Problem details. Can you repeat every one of the entries below word for word, changing nothing?
------------------------------
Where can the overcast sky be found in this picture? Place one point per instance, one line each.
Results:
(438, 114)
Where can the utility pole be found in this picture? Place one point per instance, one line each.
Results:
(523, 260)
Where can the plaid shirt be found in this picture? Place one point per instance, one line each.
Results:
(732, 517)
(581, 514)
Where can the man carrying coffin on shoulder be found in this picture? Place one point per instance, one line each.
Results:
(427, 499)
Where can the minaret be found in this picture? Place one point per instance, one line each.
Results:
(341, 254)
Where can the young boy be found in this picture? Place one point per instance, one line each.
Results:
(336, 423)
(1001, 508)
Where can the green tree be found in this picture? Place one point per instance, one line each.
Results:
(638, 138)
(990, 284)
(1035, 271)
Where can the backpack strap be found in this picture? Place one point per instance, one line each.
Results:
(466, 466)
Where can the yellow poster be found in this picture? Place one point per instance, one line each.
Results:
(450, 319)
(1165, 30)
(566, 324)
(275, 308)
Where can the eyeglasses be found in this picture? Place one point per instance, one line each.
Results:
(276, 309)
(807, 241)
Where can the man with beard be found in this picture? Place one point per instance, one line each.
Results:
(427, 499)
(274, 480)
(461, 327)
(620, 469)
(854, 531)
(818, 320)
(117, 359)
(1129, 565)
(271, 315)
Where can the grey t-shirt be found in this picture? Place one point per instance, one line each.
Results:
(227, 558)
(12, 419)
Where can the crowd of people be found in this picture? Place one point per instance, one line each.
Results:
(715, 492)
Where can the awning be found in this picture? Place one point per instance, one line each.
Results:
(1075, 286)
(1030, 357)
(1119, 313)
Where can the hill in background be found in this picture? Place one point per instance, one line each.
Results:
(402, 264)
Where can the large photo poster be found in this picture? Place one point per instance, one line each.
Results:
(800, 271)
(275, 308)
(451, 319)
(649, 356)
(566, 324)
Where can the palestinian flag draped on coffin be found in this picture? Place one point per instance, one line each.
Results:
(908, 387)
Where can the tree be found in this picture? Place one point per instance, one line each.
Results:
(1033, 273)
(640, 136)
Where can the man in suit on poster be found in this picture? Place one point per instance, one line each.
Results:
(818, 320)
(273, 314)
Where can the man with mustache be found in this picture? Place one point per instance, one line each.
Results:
------------------------------
Solution.
Where can the overcast sky be found in this picture? Place one point per instance, one line each.
Results:
(438, 114)
Where can the utility pole be found in this picture? Place one point per instance, one line each.
Results:
(523, 260)
Where can the plaid shirt be found in this picture? Place one point per instance, one line each.
Results:
(732, 517)
(581, 514)
Where can the man carrying coffin on shoulder be found in this picture? Place one point per instance, one line each.
Results:
(427, 499)
Where can the minaret be found in this picture? Place one point per instance, one line each.
Results:
(341, 254)
Where can the young boy be found in this picture? Place one point per instance, one line each.
Results:
(336, 423)
(1001, 508)
Where can the green tree be found in this picture? Place one point per instance, one line each.
Results:
(638, 138)
(990, 284)
(1035, 271)
Where can the backpack strap be found in this picture? Place one point per instance, one line each.
Results:
(466, 466)
Where can the yellow poster be found in this picture? Place one point per instance, one line each.
Results:
(450, 319)
(1165, 30)
(566, 324)
(275, 308)
Where can the eyeglasses be found in this picture? Place one point per instance, one line each.
Results:
(276, 309)
(807, 241)
Where can the man with beard be found in this picture? Place one point per instance, one line each.
Results:
(427, 499)
(274, 480)
(461, 327)
(620, 469)
(854, 531)
(818, 320)
(117, 359)
(1129, 565)
(271, 315)
Where can the grey t-shirt be found in this picture? Place one point per instance, one line each.
Results:
(227, 558)
(12, 419)
Where can the crowd of people be found in this picture? Place one point per instance, one line each.
Results:
(715, 492)
Where can the awning be found in this picture? Place one point per instance, one line each.
Results:
(1075, 286)
(1030, 357)
(1119, 313)
Where can the hill in background be found in this picture? Place one point per instance, one line each.
Results:
(402, 264)
Where can the large photo poster be found in this picture? Place one point per instance, one line each.
Results:
(800, 271)
(275, 308)
(451, 319)
(649, 356)
(566, 324)
Where can the palestinian flag draped on coffin be found in this picture? Place one point per instance, one line each.
Results:
(908, 387)
Where can the tree be found in this picture? Place one point per instance, one line each.
Results:
(1033, 273)
(640, 136)
Where can the man in suit on poster be found in this picture? Place one point per instance, one line each.
Results:
(818, 320)
(273, 314)
Where can the man with mustache be found in this picture? Place one point per instance, one line each.
Results:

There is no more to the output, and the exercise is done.